▸ **TUGAS DIKERJAKAN**
• a. Menurut teks bacaan tentang demokrasi dan kepemimpinan, apakah jabatan pemimpin dalam sistem pemerintahan Islam dibatasi waktu tertentu?
• b. Teruskan teks bacaan tentang demokrasi dan kepemimpinan setelah kalimat terakhirnya.

▸ **TEKS BACAAN**
##############################

Pemutusan hubungan kerja (phk) tidak terhindarkan lagi terjadi di tengah kesempitan ekonomi rakyat akibat kenaikan barang dan bahan pangan. Rakyat dipaksa beradaptasi dengan kesulitannya, sementara para pemangku kebijakan cukup dengan memberi solusi pragmatis dalam menyelesaikan kondisi negara ini. Bukan mencari solusi tepat dengan memangkas pembiayaan pembangunan yang tidak tepat sasaran agar kenaikan BBM bersubsidi tidak terjadi. 

Inilah gambaran perwujudan demokrasi, segala hal dapat berubah mengikuti alur yang diinginkan penguasanya. Atas kepentingan rakyat menjadi dalih kemungkinan-kemungkinan itu terjadi. Di pemilu sebelumnya jadi kompetitor, menjelang pemilu selanjutnya bisa menjadi partner. Sah-sah saja. Demikian dengan janji yang terucap, tidak menjadi keharusan terealisasi dengan alasan sama demi kepentingan rakyat. 

Tetap saja tujuan mereka, yang tengah sibuk mencari partner adalah memenangi kontestasi politik. Ketika sistem yang berjalan sama, bukan mustahil kebijakan yang diterapkan pun akan sama, berpihak pada kepentingan selain rakyat. Hal ini disebabkan partai politik yang bertarung hanya disibukkan dengan bagaimana mereka berkuasa bukan bagaimana mereka mengemban amanah rakyat yang ada di pundaknya. 

Dengan kata lain, mereka lah pengabdi kursi kekuasaan bukan pengabdi rakyat yang mengurus urusan umat. Maka jangan sampai rakyat tertipu untuk ke sekian kalinya dengan sistem saat ini, melahirkan para pemimpin dan wakil rakyat yang disibukkan dengan menepati janji para sponsor korporat yang membantu mereka mendapatkan kursi kekuasaan dalam pemilu. 

Kepemimpinan dalam Islam

Dalam sistem pemerintahan Islam, jabatan pemimpin tidak memiliki periode masa tertentu, tidak dibatasi dengan waktu tertentu. Akan tetapi jikalau ada pelanggaran syariat oleh pemimpin maka dapat diberhentikan kapan saja. Seorang pemimpin selama masih memenuhi syarat-syarat yang harus melekat di dalam dirinya maka keberlangsungan pemerintahannya tetap berjalan. Apabila salah satu syarat rusak maka otomatis harus diberhentikan dari jabatannya.

##############################

▸ **BAHAN TERSEDIA**
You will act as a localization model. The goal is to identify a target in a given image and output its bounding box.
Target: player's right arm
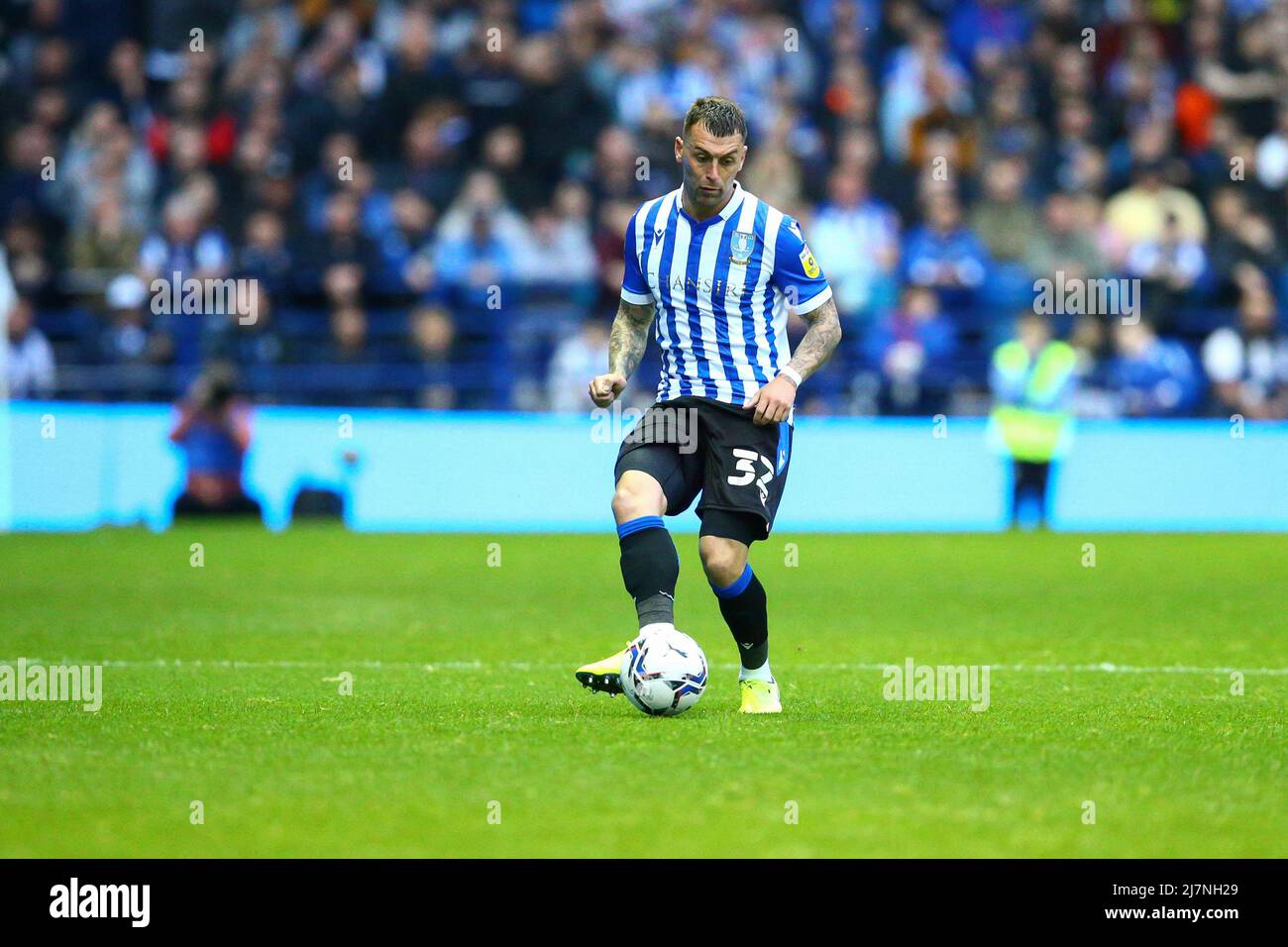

##############################

▸ **JAWABAN LATIHAN**
• a. Tidak, jabatan pemimpin tidak memiliki periode masa tertentu dan tidak dibatasi dengan waktu tertentu.

• b.
Dengan demikian, maka perebutan kursi kekuasaan tidak akan terjadi dalam Islam. Karena masa jabatannya tidak ditentukan periode tertentu. Apalagi seorang pemimpin terikat dengan hukum-hukum syara' dan pertanggungjawaban pun kelak hingga di yaumil akhir, tentu saja setiap kebijakan yang diterapkan di tengah umat semata-mata untuk keberlangsungan hajat umat bukan selainnya. 

Keberadaan partai politik dalam Islam adalah sebagai alat untuk melayani rakyat. Sebagaimana dalam Al-Qur'an surah Ali Imran ayat 104, Allah Swt. memerintahkan agar senantiasa ada sekelompok orang yang melakukan dua hal berkenaan dengan aktivitas politik, yakni: menyeru kepada kebaikan dalam hal Islam dan melakukan amar makruf nahi mungkar (paling besar dilakukan kepada penguasa). Keduanya menjadi tugas besar partai politik. 

Pengaturan berbagai urusan di segala aspek dalam Islam telah tertata dengan baik. Kekayaan alam berlimpah dikelola penuh oleh negara, tidak ada intervensi asing di dalamnya karena pihak asing diharamkan mengelolanya. Pun demikian dengan berbagai fasilitas umum yang menyangkut hajat umat. Sehingga kebutuhan umat terpenuhi dengan baik. Karena negara yang langsung melaksanakan pengelolaan dan regulasinya. Jelas dapat terhindarkan kejadian seperti sekarang, berulang BBM dinaikkan tanpa melihat kondisi rakyat yang sedang kesulitan, beberapa fasilitas umum pun dikuasai pihak swasta/asing.

Kebaikan dalam pengaturan dan pengelolaan negara berikut partai politik yang mengedukasi umat hingga terwujud umat yang kokoh dalam Islam dapat dijalankan dalam negara yang menerapkan sistem Islam kafah, bukan selainnya. Wallahu'alam bishawab.